- _Selected text_
----------

And I’m still making lists for Dick to check and approve because I hope to start ordering some inventory next week. He has finished the corner bookshelves and started on the under-the-counter bookshelf yesterday. That was after taking the van to our trusted mechanic, who replaced the entire back hatch for us. Saturday the back window shattered and fell out while sitting here in the driveway. We were thankful it happened at home and very grateful for a new back door. It is in much better shape than the old and we don’t mind a two-toned vehicle.

then reminisce on the good old days of burgers, frappes, and pies!

I finally took the four poster boards of pictures from Mom’s Schoolhouse closing party and brought them home. We are serious about this new business venture but the past memories are hard to put away. So, I put them in a photo album and will keep it at the bookstore in case any former customers stop by. We can then reminisce on the good old days of burgers, frappes, and pies! And the other delightful customers, the talented musicians, and the amazing staff that was such a part of the diner for ten years. Good times ahead are coming up for us in the bookstore where we’ll be making new and precious memories with old and new people.

----------

- _Data listing_
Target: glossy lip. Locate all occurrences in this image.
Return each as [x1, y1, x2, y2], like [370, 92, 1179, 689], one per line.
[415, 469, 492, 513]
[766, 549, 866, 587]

----------

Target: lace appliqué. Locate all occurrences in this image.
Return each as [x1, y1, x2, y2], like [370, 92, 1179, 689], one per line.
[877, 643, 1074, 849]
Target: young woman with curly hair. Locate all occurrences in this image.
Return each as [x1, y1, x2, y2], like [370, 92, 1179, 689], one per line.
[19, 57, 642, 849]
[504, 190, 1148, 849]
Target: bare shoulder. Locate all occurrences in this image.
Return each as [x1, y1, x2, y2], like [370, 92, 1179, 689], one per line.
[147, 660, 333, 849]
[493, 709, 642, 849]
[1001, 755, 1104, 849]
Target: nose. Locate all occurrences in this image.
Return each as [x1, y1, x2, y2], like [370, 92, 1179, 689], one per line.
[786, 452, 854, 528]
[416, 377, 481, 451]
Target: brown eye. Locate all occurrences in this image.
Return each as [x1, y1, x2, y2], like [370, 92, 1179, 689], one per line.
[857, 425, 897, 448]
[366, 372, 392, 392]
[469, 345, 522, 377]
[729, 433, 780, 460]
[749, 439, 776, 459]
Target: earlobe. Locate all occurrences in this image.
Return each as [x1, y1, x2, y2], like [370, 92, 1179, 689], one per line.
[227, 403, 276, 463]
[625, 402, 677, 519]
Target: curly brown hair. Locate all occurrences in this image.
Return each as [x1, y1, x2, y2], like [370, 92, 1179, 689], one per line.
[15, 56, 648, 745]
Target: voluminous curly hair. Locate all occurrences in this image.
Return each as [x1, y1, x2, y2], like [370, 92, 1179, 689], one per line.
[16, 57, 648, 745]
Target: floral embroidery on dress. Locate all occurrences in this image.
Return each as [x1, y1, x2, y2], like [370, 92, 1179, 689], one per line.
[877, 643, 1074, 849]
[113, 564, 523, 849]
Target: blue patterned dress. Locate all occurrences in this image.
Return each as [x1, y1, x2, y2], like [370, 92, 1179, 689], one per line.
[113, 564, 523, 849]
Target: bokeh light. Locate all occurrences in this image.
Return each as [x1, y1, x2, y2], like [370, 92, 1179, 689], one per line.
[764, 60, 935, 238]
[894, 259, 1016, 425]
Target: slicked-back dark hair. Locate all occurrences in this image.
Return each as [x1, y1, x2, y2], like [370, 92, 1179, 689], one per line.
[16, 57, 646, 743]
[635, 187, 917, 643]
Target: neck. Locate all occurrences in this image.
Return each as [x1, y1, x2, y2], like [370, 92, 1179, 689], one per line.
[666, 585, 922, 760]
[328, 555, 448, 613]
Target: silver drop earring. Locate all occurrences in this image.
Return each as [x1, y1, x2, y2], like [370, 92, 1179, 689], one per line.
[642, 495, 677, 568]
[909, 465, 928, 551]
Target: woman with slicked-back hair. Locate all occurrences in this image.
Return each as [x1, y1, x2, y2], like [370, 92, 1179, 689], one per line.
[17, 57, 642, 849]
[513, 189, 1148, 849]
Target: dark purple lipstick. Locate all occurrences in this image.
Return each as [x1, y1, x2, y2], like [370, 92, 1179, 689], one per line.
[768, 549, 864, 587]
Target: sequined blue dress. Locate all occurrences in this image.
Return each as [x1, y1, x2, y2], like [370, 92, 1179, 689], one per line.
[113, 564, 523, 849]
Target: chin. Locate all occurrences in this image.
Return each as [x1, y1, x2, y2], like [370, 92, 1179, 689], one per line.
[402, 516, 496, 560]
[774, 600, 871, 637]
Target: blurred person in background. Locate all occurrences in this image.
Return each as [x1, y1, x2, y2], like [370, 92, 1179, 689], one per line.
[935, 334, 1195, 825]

----------

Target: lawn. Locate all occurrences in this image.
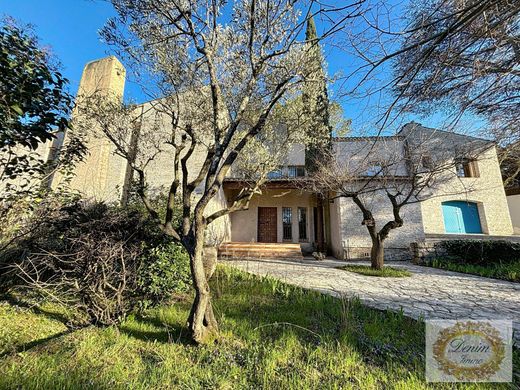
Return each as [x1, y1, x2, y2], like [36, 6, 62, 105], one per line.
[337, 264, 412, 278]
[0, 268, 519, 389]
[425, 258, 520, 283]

----------

- _Challenges_
A - Summarize the bookstore post in two sentences.
B - Set down everything in the bookstore post from "I finally took" down to "and new people.".
Work only from the text, not the data.

- _Written answers_
A - The writer is making lists for Dick to approve before ordering inventory, while Dick builds bookshelves after a mechanic replaced the van's back hatch when its back window shattered in the driveway. The writer also put the pictures from Mom's Schoolhouse closing party into a photo album to keep at the bookstore for former customers to reminisce over, while looking forward to making new memories there.

B -
I finally took the four poster boards of pictures from Mom’s Schoolhouse closing party and brought them home. We are serious about this new business venture but the past memories are hard to put away. So, I put them in a photo album and will keep it at the bookstore in case any former customers stop by. We can then reminisce on the good old days of burgers, frappes, and pies! And the other delightful customers, the talented musicians, and the amazing staff that was such a part of the diner for ten years. Good times ahead are coming up for us in the bookstore where we’ll be making new and precious memories with old and new people.